◆ **TASK TO COMPLETE**
The answer must consist of every line in the data below that holds the word "logo".

Referring expression data:
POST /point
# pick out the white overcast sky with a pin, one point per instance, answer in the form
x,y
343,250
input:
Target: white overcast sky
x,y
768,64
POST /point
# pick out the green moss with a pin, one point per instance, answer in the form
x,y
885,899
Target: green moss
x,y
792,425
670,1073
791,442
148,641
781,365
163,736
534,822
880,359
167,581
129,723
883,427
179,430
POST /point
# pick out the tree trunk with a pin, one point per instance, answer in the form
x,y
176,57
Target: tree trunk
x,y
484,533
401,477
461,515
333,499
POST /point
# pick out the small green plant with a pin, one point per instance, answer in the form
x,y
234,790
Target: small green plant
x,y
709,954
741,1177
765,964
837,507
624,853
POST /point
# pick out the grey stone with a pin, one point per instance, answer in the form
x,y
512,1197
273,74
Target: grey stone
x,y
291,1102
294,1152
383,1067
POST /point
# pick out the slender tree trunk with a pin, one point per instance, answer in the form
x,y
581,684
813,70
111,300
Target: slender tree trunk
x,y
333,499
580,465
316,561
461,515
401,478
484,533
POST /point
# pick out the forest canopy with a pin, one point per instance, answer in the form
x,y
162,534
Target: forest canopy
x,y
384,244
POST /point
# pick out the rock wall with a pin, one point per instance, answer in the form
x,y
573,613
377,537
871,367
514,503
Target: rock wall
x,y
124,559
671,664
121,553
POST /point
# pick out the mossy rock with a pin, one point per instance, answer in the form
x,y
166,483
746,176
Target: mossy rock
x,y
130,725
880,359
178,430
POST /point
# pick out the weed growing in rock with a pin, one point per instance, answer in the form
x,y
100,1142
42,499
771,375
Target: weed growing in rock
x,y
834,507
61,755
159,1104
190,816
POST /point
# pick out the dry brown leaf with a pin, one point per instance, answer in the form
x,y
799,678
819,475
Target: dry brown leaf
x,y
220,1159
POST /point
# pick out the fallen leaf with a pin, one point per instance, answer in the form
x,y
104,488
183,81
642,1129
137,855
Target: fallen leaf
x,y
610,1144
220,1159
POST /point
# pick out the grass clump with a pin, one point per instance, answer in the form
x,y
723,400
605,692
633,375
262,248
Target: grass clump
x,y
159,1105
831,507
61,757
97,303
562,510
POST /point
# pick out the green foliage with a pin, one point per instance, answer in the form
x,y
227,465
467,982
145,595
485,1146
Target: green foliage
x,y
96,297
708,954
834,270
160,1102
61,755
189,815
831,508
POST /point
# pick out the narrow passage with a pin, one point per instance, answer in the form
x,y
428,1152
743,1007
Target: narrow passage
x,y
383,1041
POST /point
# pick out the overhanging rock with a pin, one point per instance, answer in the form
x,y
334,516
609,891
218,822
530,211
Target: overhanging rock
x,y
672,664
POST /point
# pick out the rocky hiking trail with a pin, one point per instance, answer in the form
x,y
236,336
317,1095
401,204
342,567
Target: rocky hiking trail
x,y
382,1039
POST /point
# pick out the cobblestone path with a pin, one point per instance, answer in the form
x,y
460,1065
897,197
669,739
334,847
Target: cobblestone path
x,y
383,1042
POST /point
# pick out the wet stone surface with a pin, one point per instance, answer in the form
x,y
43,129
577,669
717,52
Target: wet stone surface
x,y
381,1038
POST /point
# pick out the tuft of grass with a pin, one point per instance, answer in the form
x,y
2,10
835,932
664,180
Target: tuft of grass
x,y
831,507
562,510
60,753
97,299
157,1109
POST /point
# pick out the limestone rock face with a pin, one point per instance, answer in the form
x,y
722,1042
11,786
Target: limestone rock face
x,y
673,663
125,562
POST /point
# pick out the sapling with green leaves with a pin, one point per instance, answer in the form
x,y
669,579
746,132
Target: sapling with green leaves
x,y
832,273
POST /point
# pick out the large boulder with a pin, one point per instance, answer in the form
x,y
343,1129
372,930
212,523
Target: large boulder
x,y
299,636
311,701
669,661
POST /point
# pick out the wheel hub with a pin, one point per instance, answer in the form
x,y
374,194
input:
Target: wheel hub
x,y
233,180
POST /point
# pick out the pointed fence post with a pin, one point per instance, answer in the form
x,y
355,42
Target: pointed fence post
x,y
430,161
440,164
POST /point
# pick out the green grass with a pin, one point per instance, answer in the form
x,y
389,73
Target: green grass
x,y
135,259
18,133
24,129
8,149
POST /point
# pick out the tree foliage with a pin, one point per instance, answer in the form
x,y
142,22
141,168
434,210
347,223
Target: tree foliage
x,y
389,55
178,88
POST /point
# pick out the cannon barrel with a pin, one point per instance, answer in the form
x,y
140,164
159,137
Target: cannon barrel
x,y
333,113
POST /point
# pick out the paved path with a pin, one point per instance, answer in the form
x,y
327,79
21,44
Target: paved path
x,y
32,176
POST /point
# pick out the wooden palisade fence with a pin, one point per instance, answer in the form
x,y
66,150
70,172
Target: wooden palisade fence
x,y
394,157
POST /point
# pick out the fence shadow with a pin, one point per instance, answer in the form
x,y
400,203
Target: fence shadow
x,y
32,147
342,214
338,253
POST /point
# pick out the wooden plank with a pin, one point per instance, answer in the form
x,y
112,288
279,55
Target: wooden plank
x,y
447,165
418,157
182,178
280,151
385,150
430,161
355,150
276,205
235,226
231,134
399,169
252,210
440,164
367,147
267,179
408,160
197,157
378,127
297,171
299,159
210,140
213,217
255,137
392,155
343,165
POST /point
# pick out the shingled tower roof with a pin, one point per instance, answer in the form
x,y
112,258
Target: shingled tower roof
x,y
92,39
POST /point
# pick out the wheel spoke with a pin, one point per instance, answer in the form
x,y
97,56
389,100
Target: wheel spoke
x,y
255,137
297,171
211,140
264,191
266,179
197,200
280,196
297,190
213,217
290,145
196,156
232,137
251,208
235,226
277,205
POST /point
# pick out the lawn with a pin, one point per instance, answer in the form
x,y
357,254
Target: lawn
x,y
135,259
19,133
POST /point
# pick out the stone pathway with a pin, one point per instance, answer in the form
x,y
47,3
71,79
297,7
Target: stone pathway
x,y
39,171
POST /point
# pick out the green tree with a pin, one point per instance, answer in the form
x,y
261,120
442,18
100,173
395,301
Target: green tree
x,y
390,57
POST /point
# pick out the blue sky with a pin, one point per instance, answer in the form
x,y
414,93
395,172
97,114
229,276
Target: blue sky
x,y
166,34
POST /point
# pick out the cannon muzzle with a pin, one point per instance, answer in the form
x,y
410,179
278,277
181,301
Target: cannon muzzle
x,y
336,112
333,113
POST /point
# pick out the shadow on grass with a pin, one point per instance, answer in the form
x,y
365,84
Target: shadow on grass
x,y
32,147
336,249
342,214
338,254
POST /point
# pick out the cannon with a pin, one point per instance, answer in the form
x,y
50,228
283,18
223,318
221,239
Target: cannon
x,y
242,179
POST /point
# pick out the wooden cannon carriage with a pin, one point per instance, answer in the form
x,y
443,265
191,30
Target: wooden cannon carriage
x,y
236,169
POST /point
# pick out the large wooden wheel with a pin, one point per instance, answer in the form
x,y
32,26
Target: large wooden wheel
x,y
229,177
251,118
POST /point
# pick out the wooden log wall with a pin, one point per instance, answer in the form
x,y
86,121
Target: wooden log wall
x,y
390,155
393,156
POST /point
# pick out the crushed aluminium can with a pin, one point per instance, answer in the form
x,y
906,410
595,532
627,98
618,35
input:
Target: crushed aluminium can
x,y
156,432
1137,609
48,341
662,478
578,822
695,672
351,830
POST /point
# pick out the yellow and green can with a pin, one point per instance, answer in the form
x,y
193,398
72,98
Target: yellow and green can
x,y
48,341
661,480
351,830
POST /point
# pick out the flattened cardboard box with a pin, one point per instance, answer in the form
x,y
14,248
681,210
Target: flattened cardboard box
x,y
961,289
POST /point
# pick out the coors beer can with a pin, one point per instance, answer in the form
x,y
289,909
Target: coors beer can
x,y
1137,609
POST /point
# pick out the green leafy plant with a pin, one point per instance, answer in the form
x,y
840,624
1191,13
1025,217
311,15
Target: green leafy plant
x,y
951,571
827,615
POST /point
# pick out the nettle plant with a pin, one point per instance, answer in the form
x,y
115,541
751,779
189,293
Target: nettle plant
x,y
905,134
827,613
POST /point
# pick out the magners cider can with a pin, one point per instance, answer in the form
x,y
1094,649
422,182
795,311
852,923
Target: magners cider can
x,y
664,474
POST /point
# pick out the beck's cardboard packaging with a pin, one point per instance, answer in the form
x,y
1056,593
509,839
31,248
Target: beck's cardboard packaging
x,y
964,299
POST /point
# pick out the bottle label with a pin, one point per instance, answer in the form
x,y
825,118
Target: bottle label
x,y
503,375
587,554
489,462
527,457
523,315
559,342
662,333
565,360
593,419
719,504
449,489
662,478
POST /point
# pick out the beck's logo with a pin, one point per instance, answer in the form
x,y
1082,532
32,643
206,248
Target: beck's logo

◆ **EXPECTED ANSWER**
# pick out the beck's logo with a pin, one point per instance, answer in the form
Target: beck's logo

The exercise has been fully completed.